- [ACTIVITY 1]
According to the passage on microfluidic assessment of T cell deformability, what is the spacing between pillars at the first array?
- [ACTIVITY 2]
Resume the passage on microfluidic assessment of T cell deformability, starting right after its last sentence.

- [PASSAGE PROVIDED]
Microfluidic Assessment of T Cell Deformability and Capillary Network Occlusion

Introduction: Adoptive T cell therapies offer a new frontier of cancer treatment that disrupts the conventional chemotherapy paradigm. Naïve T cells can be genetically modified to directly target cancerous cells and have proven to be aggressively effective in fighting cancers resistant to chemotherapies. A major challenge that adoptive T cell therapies face is successfully delivering the cell products to the location of the target cells, which is particularly challenging in the case of solid tumors. A complete characterization of the biomechanical properties of T cell products would help researchers gain insight into the capacity of these engineered cells to navigate and extravasate through vasculature and tumor microenvironments. Previous studies have found that T cell volume, cortical tension, and dynamic resistance increase with activation (Waugh et al. Front Bioeng Biotechnol. 2023). A simple and reproducible method to easily quantify and assess such cellular properties has yet to be established. Presently, we describe a microfluidic assay for the rapid and robust characterization of the mechanical changes of T cells upon activation. Our assay models the microcapillaries through a gradient of micropillar arrays, which allows for the evaluation of T cells perfused through the network. The spacing between pillars is 12 µm at the first array, similar to small arterioles, and incrementally decreases to 3 µm spacing in the last array, mimicking small capillaries (Figure 1A). Trafficking of adoptive T cell therapies through the microvasculature networks of this scale into their target tissues represents a persistent and major challenge facing these therapies (Marofi et al. Stem Cell Res. Ther. 2021).

- [INFORMATION SHOWN]
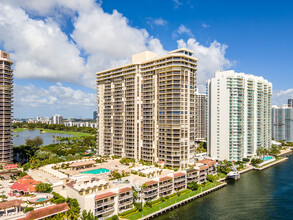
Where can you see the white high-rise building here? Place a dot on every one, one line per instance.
(282, 123)
(57, 119)
(239, 115)
(200, 124)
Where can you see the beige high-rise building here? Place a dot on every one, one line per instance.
(200, 117)
(6, 91)
(146, 108)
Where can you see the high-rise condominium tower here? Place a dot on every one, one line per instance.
(239, 115)
(200, 117)
(282, 123)
(290, 103)
(146, 109)
(6, 91)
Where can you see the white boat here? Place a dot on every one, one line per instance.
(233, 174)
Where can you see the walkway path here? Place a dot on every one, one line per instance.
(183, 201)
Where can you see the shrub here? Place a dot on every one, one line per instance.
(44, 187)
(28, 209)
(128, 212)
(211, 178)
(192, 186)
(148, 204)
(57, 199)
(256, 161)
(114, 217)
(138, 206)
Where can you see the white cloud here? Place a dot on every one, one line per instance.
(182, 29)
(177, 3)
(281, 97)
(41, 50)
(210, 59)
(57, 98)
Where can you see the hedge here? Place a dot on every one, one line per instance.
(28, 209)
(123, 214)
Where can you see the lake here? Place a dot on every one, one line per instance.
(47, 137)
(264, 194)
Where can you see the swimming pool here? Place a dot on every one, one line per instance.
(267, 158)
(97, 171)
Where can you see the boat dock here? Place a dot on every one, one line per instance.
(157, 213)
(271, 164)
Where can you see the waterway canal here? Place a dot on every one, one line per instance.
(264, 194)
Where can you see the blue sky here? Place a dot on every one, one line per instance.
(58, 45)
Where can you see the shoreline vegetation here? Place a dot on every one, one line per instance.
(172, 200)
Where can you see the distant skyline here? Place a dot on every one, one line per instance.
(57, 46)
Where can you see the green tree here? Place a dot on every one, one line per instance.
(87, 215)
(192, 186)
(44, 187)
(211, 178)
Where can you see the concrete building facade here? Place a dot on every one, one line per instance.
(146, 109)
(6, 96)
(239, 115)
(200, 116)
(282, 123)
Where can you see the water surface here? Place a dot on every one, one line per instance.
(264, 194)
(20, 137)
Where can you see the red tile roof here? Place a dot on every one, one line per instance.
(151, 182)
(126, 189)
(204, 167)
(10, 166)
(208, 162)
(26, 184)
(165, 178)
(179, 174)
(46, 211)
(19, 187)
(10, 204)
(104, 195)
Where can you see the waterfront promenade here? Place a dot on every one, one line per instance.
(184, 201)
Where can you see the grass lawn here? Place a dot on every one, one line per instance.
(221, 175)
(147, 211)
(18, 129)
(77, 134)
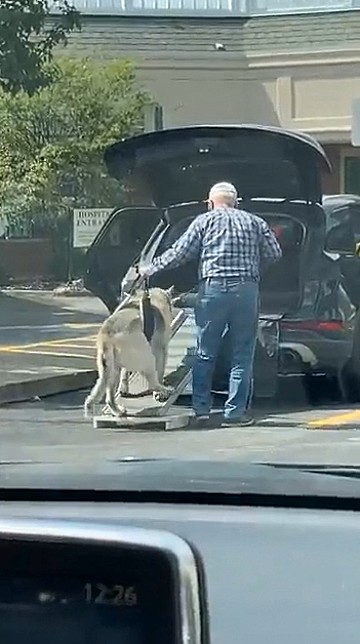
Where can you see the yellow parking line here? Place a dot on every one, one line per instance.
(52, 353)
(77, 346)
(338, 419)
(79, 325)
(44, 343)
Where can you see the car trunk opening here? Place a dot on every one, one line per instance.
(180, 165)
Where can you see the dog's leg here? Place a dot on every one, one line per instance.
(116, 408)
(123, 389)
(95, 395)
(161, 359)
(112, 373)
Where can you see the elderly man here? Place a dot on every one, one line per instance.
(230, 244)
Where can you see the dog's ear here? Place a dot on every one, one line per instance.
(170, 291)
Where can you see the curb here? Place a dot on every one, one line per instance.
(46, 386)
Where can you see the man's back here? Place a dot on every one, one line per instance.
(233, 243)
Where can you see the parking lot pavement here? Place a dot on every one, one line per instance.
(39, 337)
(54, 431)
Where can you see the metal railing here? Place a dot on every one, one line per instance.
(212, 7)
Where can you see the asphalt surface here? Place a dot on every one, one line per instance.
(41, 333)
(54, 431)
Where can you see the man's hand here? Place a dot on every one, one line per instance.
(144, 270)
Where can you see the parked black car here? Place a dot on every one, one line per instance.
(308, 324)
(343, 237)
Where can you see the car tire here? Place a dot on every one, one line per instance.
(320, 389)
(349, 379)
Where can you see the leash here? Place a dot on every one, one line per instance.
(148, 316)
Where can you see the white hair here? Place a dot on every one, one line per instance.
(224, 189)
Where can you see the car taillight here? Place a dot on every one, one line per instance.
(313, 325)
(277, 231)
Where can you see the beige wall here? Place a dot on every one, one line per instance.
(312, 93)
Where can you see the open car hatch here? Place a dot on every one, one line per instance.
(181, 164)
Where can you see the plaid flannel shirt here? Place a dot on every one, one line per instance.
(229, 243)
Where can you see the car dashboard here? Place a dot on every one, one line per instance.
(275, 575)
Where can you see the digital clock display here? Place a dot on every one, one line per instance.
(63, 593)
(67, 612)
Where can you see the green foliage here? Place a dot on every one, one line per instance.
(29, 32)
(52, 141)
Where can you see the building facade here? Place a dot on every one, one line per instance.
(279, 62)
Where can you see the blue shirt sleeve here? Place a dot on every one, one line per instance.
(187, 247)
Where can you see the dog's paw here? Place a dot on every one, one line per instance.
(121, 411)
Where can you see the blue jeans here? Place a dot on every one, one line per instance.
(221, 304)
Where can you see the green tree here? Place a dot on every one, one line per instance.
(29, 32)
(52, 142)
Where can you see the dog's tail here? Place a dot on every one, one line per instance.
(147, 315)
(106, 366)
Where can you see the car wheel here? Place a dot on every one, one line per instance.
(349, 383)
(349, 379)
(321, 388)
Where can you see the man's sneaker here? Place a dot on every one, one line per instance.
(246, 420)
(200, 421)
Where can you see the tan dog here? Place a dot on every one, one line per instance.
(123, 347)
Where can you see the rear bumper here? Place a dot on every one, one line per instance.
(322, 356)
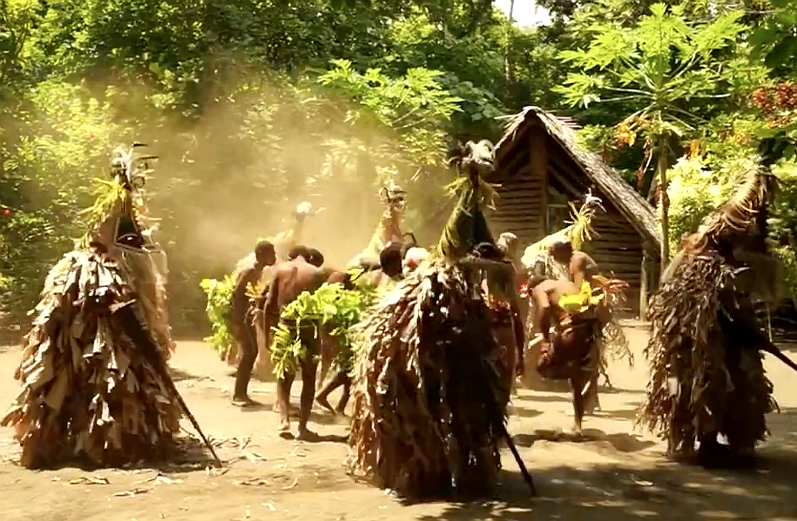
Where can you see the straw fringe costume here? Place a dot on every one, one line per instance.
(92, 362)
(707, 376)
(430, 391)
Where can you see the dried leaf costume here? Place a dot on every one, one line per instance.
(612, 340)
(92, 362)
(430, 387)
(707, 376)
(220, 294)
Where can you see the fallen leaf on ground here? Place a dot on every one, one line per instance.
(251, 456)
(164, 480)
(252, 482)
(216, 472)
(134, 492)
(90, 480)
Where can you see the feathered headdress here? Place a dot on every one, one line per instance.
(467, 226)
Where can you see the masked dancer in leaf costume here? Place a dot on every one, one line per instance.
(557, 256)
(374, 269)
(431, 382)
(707, 376)
(93, 370)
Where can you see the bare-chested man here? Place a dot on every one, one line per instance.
(580, 266)
(566, 350)
(242, 328)
(288, 280)
(391, 266)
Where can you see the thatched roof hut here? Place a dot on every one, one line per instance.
(541, 168)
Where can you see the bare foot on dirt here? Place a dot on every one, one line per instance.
(323, 402)
(285, 431)
(308, 435)
(243, 401)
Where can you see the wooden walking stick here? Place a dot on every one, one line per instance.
(772, 349)
(132, 327)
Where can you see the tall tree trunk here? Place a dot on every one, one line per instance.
(664, 201)
(509, 76)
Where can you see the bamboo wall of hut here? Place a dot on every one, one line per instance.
(541, 169)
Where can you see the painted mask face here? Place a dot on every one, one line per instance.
(122, 229)
(395, 197)
(478, 157)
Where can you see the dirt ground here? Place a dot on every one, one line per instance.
(614, 474)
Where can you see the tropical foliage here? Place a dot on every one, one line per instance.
(254, 106)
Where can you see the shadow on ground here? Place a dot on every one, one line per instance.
(621, 442)
(661, 490)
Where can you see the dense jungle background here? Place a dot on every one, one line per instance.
(255, 105)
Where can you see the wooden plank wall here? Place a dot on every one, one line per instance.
(618, 249)
(517, 207)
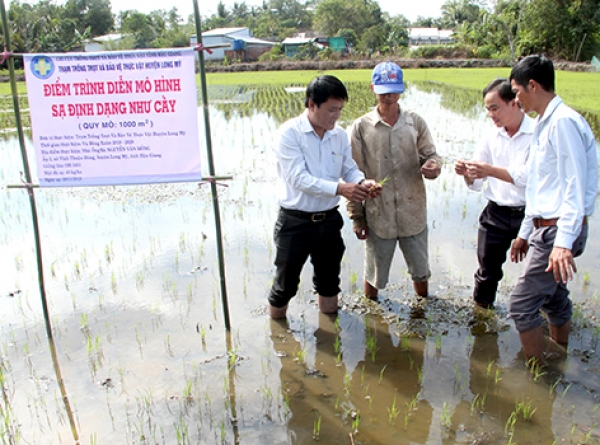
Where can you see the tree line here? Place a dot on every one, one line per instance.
(565, 29)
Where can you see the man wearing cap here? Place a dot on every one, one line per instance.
(393, 146)
(313, 154)
(560, 196)
(499, 161)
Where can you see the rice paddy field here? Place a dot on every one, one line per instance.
(142, 355)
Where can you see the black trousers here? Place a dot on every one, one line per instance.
(297, 236)
(498, 227)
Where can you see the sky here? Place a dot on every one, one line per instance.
(410, 8)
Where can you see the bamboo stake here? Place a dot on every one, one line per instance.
(211, 167)
(26, 176)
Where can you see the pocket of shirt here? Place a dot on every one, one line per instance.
(334, 168)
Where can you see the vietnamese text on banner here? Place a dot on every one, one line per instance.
(113, 118)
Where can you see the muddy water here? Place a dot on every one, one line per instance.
(134, 294)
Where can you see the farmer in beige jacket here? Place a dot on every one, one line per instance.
(394, 146)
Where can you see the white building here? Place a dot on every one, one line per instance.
(429, 36)
(239, 39)
(100, 43)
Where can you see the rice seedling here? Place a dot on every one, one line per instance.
(317, 428)
(353, 278)
(347, 382)
(524, 409)
(446, 416)
(381, 373)
(301, 356)
(536, 370)
(371, 344)
(355, 422)
(586, 278)
(393, 411)
(404, 343)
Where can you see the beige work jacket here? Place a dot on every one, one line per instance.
(396, 152)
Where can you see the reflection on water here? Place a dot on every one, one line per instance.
(133, 289)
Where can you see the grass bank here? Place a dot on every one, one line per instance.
(580, 90)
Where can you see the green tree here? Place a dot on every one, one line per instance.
(141, 27)
(42, 27)
(93, 14)
(331, 16)
(565, 29)
(456, 12)
(398, 31)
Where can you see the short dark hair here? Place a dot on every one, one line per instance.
(535, 67)
(322, 88)
(503, 87)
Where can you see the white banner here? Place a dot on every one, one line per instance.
(114, 118)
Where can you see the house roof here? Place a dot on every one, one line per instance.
(255, 41)
(222, 31)
(297, 40)
(414, 33)
(106, 38)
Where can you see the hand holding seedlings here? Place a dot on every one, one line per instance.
(477, 169)
(356, 192)
(374, 187)
(431, 169)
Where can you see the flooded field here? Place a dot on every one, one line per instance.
(134, 297)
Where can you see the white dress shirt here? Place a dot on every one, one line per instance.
(309, 168)
(563, 175)
(512, 153)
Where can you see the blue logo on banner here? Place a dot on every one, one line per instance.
(42, 67)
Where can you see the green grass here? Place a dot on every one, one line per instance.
(579, 90)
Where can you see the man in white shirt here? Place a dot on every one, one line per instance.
(500, 161)
(560, 196)
(313, 154)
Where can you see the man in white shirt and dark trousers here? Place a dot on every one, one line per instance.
(500, 161)
(313, 154)
(560, 197)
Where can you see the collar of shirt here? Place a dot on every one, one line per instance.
(374, 118)
(550, 108)
(306, 127)
(527, 127)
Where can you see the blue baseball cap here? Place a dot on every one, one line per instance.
(387, 78)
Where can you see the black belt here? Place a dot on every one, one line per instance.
(541, 222)
(513, 210)
(312, 216)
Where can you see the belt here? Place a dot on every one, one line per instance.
(312, 216)
(515, 210)
(541, 222)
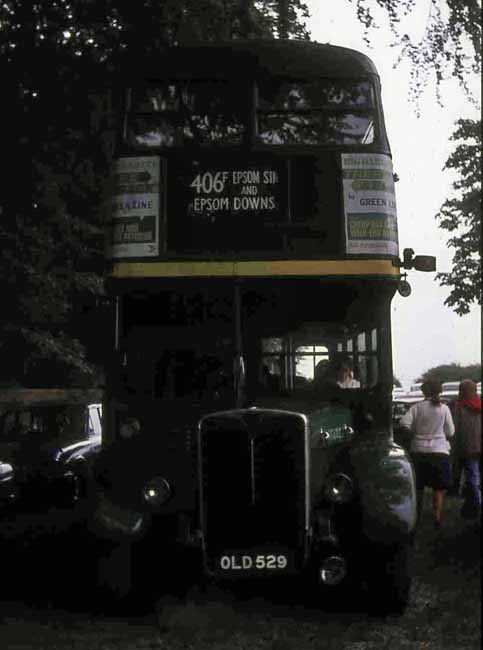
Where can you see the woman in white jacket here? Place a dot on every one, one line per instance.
(431, 424)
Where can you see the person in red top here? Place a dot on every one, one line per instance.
(467, 447)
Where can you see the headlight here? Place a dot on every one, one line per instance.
(157, 491)
(129, 428)
(339, 488)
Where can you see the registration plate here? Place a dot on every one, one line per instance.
(257, 563)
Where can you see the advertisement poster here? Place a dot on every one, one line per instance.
(369, 204)
(135, 207)
(254, 189)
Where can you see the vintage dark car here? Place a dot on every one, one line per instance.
(49, 438)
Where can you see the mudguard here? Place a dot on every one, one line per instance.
(387, 491)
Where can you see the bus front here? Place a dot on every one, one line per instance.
(255, 256)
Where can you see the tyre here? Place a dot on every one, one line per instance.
(388, 580)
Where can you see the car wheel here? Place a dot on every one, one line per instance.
(389, 580)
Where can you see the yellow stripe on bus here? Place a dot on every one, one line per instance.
(266, 268)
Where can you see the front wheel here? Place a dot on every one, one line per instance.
(388, 579)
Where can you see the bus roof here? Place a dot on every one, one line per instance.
(253, 58)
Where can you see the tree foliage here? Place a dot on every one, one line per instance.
(59, 145)
(461, 216)
(450, 45)
(452, 372)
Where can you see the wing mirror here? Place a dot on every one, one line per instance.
(426, 263)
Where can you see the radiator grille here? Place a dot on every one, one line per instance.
(253, 478)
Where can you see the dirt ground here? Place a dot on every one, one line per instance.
(444, 613)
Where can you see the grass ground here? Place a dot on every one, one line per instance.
(444, 613)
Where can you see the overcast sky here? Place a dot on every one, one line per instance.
(425, 332)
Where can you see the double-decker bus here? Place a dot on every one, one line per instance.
(254, 258)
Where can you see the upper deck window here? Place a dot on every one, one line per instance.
(315, 112)
(178, 113)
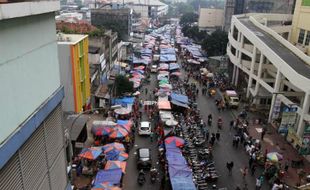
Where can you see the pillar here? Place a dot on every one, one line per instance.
(234, 74)
(305, 109)
(251, 73)
(275, 93)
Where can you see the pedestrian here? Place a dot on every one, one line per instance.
(244, 172)
(231, 124)
(253, 169)
(258, 184)
(217, 135)
(263, 134)
(250, 161)
(152, 135)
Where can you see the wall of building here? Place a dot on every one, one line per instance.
(29, 72)
(210, 18)
(65, 67)
(80, 70)
(301, 21)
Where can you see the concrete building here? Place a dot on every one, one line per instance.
(74, 71)
(32, 154)
(118, 19)
(234, 7)
(210, 19)
(276, 73)
(300, 34)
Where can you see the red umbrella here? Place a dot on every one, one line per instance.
(177, 141)
(118, 132)
(113, 146)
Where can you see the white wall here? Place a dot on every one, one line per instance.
(29, 70)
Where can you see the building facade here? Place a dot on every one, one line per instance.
(32, 154)
(74, 71)
(234, 7)
(117, 19)
(210, 19)
(300, 34)
(276, 72)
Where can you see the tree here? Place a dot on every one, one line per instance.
(188, 18)
(216, 43)
(123, 85)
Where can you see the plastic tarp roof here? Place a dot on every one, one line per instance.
(173, 66)
(167, 51)
(181, 183)
(112, 176)
(123, 101)
(179, 97)
(163, 104)
(167, 58)
(179, 104)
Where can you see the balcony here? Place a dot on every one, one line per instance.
(15, 9)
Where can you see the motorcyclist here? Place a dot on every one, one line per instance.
(141, 177)
(220, 122)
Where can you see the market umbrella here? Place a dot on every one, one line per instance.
(105, 186)
(116, 155)
(115, 164)
(113, 146)
(122, 111)
(171, 122)
(177, 141)
(274, 156)
(177, 73)
(90, 153)
(118, 132)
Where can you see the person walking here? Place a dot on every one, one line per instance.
(263, 134)
(217, 135)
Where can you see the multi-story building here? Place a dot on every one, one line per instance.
(74, 71)
(234, 7)
(277, 73)
(32, 154)
(210, 19)
(117, 18)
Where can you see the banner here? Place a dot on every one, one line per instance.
(288, 120)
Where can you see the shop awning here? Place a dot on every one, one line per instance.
(163, 104)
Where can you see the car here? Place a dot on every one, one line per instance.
(154, 68)
(144, 160)
(145, 128)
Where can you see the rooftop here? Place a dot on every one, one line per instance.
(70, 39)
(21, 9)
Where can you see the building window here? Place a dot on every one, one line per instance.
(301, 36)
(307, 38)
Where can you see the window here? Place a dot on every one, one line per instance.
(301, 36)
(307, 38)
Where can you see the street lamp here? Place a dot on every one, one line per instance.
(272, 114)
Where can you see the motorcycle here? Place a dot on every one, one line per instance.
(141, 178)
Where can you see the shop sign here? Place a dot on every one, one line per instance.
(288, 119)
(276, 108)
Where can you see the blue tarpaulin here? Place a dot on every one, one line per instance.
(112, 176)
(167, 51)
(168, 58)
(123, 101)
(181, 183)
(179, 98)
(174, 66)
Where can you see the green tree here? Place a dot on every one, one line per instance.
(123, 85)
(216, 43)
(188, 18)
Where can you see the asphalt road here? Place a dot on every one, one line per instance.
(130, 178)
(223, 151)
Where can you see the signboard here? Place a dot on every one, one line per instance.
(276, 109)
(305, 3)
(288, 119)
(305, 148)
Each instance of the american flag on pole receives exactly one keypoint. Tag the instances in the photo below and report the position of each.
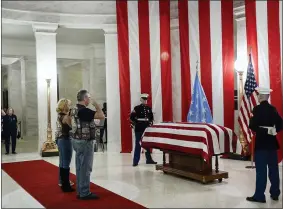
(249, 101)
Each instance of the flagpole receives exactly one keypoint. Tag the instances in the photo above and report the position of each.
(252, 140)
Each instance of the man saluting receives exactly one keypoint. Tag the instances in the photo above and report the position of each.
(141, 118)
(266, 123)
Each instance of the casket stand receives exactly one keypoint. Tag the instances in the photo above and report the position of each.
(191, 166)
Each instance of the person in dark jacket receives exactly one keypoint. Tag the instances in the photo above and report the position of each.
(64, 143)
(104, 130)
(266, 123)
(10, 130)
(141, 118)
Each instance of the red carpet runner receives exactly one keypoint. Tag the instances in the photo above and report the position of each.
(40, 179)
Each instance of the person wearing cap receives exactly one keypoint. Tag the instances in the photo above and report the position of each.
(141, 118)
(266, 123)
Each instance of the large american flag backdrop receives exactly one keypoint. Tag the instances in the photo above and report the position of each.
(157, 58)
(264, 36)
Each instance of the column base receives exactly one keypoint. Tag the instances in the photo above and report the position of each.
(50, 153)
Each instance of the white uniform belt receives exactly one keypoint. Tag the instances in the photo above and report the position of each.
(270, 130)
(142, 119)
(268, 127)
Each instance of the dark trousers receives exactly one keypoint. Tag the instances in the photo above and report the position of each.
(84, 162)
(65, 154)
(264, 158)
(8, 138)
(137, 152)
(102, 131)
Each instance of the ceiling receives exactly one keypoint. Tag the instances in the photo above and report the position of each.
(64, 35)
(67, 7)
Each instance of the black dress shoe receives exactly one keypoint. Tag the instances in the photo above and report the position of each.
(274, 198)
(91, 196)
(252, 199)
(151, 162)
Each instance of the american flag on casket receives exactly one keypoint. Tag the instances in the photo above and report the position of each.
(201, 139)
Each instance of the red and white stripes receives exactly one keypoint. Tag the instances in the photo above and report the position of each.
(162, 62)
(209, 40)
(200, 139)
(264, 35)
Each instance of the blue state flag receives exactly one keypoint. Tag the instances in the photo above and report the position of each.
(199, 110)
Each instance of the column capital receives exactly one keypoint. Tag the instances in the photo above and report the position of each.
(44, 27)
(110, 29)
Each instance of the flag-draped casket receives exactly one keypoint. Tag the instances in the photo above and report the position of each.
(190, 147)
(200, 139)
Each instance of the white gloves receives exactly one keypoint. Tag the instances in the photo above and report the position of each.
(271, 130)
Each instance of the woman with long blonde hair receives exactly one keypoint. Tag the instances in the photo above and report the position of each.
(64, 143)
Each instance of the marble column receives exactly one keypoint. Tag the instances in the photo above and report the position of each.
(45, 35)
(112, 91)
(86, 74)
(23, 91)
(14, 88)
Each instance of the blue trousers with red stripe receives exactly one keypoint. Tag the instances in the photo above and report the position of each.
(264, 159)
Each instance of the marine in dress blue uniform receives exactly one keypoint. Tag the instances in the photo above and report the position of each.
(141, 118)
(266, 123)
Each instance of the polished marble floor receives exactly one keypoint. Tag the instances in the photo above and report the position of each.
(148, 187)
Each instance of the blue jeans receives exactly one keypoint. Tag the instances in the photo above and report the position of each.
(65, 153)
(84, 159)
(264, 158)
(137, 152)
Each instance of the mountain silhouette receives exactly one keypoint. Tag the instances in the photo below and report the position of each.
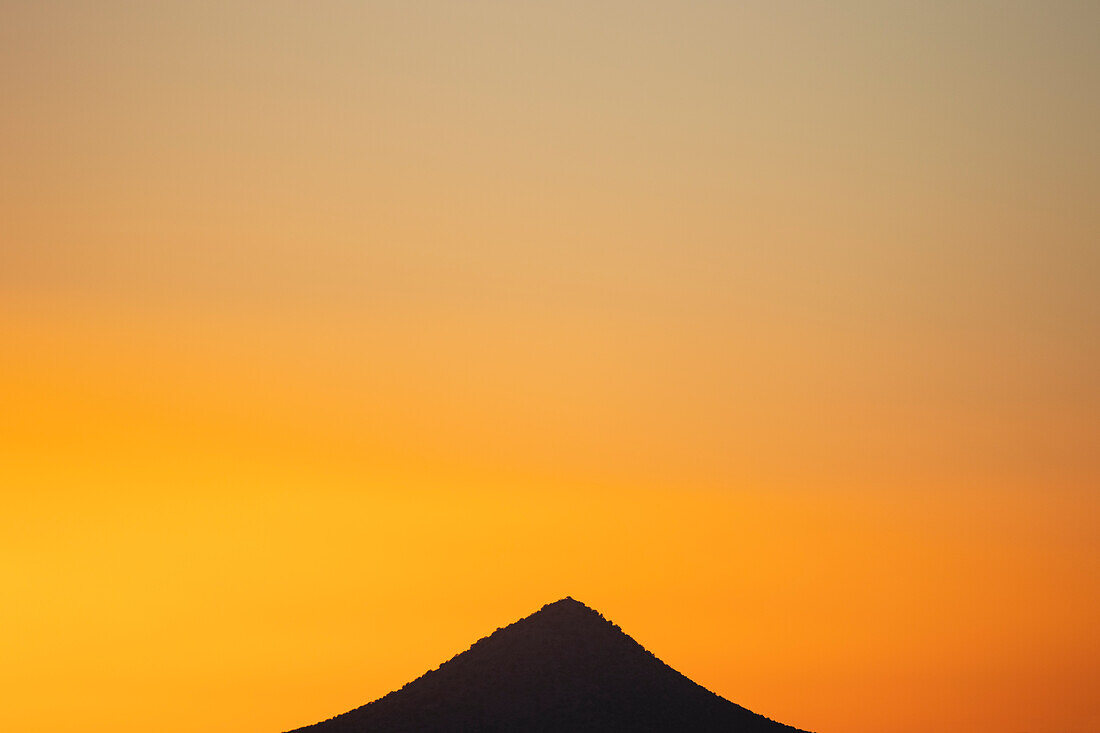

- [FINAL ANSWER 1]
12 µm

- [FINAL ANSWER 2]
Methods: The microfluidic devices were fabricated by casting polydimethylsiloxane (PDMS) on a silicone wafer fabricated through photolithographic protocols. Devices contain arrays of pillars measuring 20 µm x 10 µm x 12 µm with gradient spacing beginning at 12 µm at the inlet and 3 µm at the outlet. Jurkat T cells were cultured in RPMI 1640 medium with 10% fetal bovine serum and used in a naïve state or activated via antibody stimulation of CD3 and CD28. T cells were then suspended in growth media at 1x10⁶ cells/mL. Microchannels were wetted and cleaned with 100% ethanol perfused at 10 µL/min for 15 minutes followed by cell culture media at 10 µL/min for 15 minutes to block the non-specific binding sites on the PDMS and to create a biocompatible environment for the cell sample. The devices were connected to a digital pneumatic pressure-based flow pump system. The cell sample was perfused at 100 mBar for 7 minutes and a subsequent wash process with growth media at 100 mBar for 7 minutes was performed to flush non-occluded cells. Upon completion of the experiment, the channel was scanned using Phase and DAPI filters with an Olympus IX83 inverted motorized microscope, and occluded T cells were quantified using ImageJ.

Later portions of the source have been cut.